Task directions
Look for the word "positive" in the entries and copy every line where it shows up.

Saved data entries
::::::::::
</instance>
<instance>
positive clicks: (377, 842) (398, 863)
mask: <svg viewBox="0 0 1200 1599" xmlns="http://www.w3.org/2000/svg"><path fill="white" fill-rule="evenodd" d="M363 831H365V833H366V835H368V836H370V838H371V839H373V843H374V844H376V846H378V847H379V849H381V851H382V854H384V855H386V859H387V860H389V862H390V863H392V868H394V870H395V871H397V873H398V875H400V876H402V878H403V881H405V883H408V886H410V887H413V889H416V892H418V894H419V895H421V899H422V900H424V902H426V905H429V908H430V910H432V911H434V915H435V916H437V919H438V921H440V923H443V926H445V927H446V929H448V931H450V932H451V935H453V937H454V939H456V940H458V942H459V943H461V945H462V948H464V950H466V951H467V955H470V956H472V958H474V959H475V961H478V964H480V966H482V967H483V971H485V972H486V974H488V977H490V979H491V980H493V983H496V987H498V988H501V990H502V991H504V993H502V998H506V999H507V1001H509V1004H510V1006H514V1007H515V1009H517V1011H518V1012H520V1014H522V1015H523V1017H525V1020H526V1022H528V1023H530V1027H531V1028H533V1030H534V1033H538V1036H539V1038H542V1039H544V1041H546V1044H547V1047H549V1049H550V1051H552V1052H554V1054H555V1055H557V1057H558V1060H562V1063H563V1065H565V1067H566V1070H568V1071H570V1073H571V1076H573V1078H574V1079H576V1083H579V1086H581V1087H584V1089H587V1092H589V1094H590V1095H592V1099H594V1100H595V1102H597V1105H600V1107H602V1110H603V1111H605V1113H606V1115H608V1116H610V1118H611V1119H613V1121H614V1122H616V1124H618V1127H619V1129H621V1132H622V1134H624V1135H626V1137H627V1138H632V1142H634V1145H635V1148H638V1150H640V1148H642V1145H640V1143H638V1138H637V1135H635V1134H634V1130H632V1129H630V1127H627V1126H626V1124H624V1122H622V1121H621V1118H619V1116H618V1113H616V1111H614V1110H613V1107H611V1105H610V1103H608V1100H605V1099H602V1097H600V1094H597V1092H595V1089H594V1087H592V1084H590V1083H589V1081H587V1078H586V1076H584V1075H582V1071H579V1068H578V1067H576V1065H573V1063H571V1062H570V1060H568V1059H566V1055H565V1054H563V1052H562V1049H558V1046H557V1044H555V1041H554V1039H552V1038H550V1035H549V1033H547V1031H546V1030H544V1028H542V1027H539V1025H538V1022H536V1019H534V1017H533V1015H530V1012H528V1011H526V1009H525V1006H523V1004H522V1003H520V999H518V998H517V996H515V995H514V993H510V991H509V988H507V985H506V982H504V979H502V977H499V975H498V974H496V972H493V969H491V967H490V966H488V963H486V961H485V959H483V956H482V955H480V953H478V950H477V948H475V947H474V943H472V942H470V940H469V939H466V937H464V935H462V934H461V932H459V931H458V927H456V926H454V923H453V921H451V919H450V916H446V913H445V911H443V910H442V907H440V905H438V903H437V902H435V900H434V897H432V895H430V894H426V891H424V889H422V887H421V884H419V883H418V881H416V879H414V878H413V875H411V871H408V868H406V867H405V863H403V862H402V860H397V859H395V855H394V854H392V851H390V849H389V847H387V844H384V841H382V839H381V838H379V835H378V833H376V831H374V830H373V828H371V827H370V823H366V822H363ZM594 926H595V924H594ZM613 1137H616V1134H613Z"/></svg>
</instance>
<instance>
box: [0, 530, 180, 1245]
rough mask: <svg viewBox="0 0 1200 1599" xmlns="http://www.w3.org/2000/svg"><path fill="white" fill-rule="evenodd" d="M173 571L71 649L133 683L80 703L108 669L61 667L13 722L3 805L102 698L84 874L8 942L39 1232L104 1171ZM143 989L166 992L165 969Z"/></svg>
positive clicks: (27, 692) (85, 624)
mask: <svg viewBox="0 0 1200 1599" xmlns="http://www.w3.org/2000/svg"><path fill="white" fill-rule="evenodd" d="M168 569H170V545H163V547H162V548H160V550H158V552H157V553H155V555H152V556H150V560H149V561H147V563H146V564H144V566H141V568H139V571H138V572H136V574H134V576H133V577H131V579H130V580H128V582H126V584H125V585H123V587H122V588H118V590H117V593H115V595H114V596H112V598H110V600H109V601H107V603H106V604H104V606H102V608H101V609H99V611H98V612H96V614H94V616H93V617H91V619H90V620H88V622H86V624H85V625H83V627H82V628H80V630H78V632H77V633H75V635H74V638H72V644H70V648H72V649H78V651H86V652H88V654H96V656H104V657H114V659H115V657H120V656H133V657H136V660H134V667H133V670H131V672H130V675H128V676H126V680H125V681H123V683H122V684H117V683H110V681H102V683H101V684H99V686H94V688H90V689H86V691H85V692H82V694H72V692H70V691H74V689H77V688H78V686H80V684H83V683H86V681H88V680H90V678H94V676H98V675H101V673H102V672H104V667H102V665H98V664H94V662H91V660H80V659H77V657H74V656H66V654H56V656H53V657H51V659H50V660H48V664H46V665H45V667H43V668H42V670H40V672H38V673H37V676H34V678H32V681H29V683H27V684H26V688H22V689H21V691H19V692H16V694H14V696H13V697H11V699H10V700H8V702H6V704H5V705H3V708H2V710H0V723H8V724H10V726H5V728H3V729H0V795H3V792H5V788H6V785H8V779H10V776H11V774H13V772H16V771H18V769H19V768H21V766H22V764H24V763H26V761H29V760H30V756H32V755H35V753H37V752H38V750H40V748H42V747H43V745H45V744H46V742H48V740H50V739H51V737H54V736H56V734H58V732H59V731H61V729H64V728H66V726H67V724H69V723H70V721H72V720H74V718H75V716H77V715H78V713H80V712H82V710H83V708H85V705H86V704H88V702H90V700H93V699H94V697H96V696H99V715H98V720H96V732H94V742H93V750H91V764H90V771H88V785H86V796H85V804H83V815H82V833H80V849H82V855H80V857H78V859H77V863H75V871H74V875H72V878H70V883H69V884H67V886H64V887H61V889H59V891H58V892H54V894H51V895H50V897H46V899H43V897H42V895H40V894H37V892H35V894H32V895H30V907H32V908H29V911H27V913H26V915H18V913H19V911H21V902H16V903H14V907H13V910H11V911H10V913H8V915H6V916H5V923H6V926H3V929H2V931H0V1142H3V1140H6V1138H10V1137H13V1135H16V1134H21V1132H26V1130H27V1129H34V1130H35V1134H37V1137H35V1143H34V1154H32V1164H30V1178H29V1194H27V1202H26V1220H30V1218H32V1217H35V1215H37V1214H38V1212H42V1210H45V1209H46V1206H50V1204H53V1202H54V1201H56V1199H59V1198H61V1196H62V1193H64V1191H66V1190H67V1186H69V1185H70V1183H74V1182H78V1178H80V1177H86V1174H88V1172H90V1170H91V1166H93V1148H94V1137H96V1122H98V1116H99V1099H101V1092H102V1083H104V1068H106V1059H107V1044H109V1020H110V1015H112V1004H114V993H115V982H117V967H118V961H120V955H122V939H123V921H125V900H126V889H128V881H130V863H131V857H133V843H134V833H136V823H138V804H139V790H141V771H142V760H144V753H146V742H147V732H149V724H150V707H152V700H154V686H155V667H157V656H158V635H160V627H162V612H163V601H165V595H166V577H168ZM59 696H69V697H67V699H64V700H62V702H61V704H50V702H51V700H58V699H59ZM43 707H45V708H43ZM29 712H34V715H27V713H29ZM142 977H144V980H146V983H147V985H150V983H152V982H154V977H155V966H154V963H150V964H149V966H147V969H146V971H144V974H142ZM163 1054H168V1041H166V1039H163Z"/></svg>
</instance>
::::::::::
Answer box
positive clicks: (377, 842) (398, 863)
positive clicks: (27, 692) (85, 624)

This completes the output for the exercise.